(Extracted records)

++++

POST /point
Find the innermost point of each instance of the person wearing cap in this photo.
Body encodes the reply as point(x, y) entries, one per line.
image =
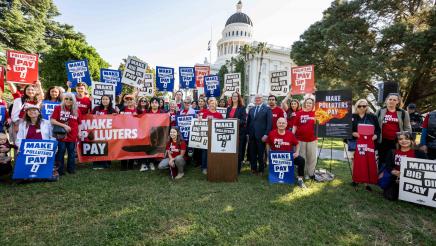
point(415, 118)
point(33, 126)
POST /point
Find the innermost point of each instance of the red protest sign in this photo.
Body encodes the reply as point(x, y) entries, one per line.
point(23, 67)
point(200, 72)
point(2, 78)
point(303, 79)
point(122, 137)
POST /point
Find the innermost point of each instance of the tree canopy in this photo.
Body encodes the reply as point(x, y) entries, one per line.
point(360, 42)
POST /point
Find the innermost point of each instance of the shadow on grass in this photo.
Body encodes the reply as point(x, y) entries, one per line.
point(112, 207)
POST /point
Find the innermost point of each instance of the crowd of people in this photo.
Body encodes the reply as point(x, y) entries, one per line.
point(288, 125)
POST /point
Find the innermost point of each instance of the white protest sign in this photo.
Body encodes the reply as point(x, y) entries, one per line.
point(145, 86)
point(100, 89)
point(198, 134)
point(418, 181)
point(134, 72)
point(232, 83)
point(280, 83)
point(224, 136)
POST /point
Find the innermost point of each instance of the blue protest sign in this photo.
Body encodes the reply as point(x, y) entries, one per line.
point(35, 159)
point(47, 109)
point(184, 124)
point(212, 86)
point(186, 78)
point(165, 78)
point(113, 77)
point(78, 71)
point(281, 167)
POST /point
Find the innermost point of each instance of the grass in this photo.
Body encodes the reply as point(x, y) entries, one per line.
point(110, 207)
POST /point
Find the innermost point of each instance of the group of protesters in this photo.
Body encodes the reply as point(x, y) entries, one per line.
point(285, 126)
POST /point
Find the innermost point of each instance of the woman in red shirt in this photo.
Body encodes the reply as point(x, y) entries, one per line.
point(304, 130)
point(67, 115)
point(405, 148)
point(175, 153)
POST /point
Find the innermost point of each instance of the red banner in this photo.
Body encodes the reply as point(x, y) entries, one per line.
point(303, 79)
point(24, 67)
point(122, 137)
point(2, 78)
point(200, 72)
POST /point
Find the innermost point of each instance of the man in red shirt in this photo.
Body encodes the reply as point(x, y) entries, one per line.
point(276, 111)
point(282, 140)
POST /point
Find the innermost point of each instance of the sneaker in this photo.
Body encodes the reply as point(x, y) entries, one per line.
point(179, 176)
point(301, 184)
point(143, 168)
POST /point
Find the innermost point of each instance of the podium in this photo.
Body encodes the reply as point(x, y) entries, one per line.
point(222, 152)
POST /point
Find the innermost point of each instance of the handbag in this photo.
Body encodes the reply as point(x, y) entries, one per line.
point(59, 132)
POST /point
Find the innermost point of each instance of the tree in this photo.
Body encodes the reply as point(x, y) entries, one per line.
point(360, 42)
point(53, 71)
point(261, 50)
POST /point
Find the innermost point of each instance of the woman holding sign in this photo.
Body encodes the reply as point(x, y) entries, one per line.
point(405, 148)
point(68, 116)
point(304, 130)
point(237, 111)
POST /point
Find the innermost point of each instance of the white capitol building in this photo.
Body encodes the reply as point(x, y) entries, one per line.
point(237, 32)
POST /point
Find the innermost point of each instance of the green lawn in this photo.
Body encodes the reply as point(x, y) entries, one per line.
point(110, 207)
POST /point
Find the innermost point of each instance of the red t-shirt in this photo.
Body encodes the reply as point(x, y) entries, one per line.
point(390, 126)
point(69, 119)
point(305, 123)
point(277, 113)
point(285, 142)
point(84, 105)
point(175, 149)
point(215, 115)
point(399, 154)
point(33, 132)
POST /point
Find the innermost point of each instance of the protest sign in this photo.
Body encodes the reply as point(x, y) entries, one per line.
point(200, 72)
point(2, 78)
point(134, 71)
point(212, 86)
point(100, 89)
point(222, 111)
point(224, 136)
point(232, 83)
point(145, 87)
point(165, 79)
point(112, 77)
point(77, 71)
point(122, 137)
point(333, 113)
point(186, 78)
point(184, 124)
point(418, 181)
point(279, 82)
point(303, 79)
point(281, 167)
point(35, 159)
point(24, 67)
point(47, 108)
point(198, 134)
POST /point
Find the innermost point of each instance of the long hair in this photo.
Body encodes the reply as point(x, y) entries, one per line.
point(28, 120)
point(240, 100)
point(47, 94)
point(74, 108)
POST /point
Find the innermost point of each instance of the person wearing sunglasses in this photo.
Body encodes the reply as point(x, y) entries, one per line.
point(362, 114)
point(392, 119)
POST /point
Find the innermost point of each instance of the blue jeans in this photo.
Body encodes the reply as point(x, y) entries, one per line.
point(70, 148)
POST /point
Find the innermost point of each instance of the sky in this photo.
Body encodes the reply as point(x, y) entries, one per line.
point(176, 33)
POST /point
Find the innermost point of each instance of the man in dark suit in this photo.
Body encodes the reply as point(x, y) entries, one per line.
point(259, 124)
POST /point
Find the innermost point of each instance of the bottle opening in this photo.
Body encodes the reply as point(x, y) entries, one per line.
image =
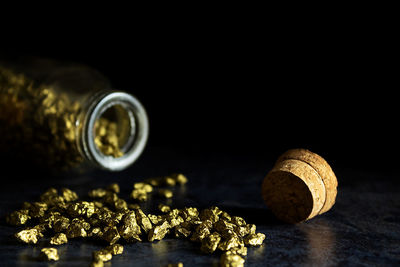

++++

◆ STATED PROBLEM
Collect every line in the extracted records that contains the word "woman", copying each line in full.

◆ PROBLEM SOLUTION
Find the innermost point of each instance of the woman in red shirt in this photo.
Find the innermost point of each instance of the woman holding sign in this photo.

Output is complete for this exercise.